──────── RECORD EXCERPTS

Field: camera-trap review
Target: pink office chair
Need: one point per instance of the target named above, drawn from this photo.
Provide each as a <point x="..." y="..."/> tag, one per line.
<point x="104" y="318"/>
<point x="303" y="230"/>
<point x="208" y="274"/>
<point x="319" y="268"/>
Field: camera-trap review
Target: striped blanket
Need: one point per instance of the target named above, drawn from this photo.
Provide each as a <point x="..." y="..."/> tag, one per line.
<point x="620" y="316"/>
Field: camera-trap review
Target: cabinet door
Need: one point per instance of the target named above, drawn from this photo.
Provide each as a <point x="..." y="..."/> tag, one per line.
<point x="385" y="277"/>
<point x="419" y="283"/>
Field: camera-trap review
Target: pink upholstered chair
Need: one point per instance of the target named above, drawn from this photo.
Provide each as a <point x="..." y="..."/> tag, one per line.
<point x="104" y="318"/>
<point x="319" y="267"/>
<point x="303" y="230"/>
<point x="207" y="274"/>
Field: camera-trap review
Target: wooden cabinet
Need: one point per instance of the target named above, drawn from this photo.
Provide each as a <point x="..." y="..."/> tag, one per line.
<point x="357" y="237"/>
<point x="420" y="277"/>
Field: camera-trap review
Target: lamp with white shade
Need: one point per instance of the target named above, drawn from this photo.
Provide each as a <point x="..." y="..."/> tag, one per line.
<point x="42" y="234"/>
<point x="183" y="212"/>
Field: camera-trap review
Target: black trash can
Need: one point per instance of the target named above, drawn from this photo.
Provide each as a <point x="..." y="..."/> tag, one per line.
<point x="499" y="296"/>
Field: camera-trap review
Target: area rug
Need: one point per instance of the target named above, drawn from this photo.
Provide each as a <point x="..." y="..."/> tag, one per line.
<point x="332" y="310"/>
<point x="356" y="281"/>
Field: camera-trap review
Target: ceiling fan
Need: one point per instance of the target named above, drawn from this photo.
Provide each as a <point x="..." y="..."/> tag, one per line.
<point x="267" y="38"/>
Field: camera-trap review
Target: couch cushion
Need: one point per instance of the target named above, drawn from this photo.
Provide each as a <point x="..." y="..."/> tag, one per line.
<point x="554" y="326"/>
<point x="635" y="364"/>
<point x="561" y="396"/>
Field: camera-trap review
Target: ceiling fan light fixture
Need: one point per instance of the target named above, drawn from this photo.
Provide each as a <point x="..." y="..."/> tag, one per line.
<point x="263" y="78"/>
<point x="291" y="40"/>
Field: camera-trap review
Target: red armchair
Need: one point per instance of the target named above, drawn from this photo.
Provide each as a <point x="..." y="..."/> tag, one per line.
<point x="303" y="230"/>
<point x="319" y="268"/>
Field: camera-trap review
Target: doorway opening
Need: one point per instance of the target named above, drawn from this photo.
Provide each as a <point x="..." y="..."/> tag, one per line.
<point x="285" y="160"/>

────────────────

** WORK TO COMPLETE **
All that the answer may hold is the lines from the one with "Target: red armchair" through the end of the data, set down exactly as they appear.

** TASK SOLUTION **
Target: red armchair
Need: one point per instance of the target named above, drawn from this photo.
Provide each as a <point x="..." y="..."/> tag, one per line.
<point x="303" y="230"/>
<point x="319" y="268"/>
Field: camera-trap review
Target: doorway opening
Need: one point per instance of the target named above, drawn from this photo.
Provide each as a <point x="..." y="..."/> tag, one per line.
<point x="285" y="160"/>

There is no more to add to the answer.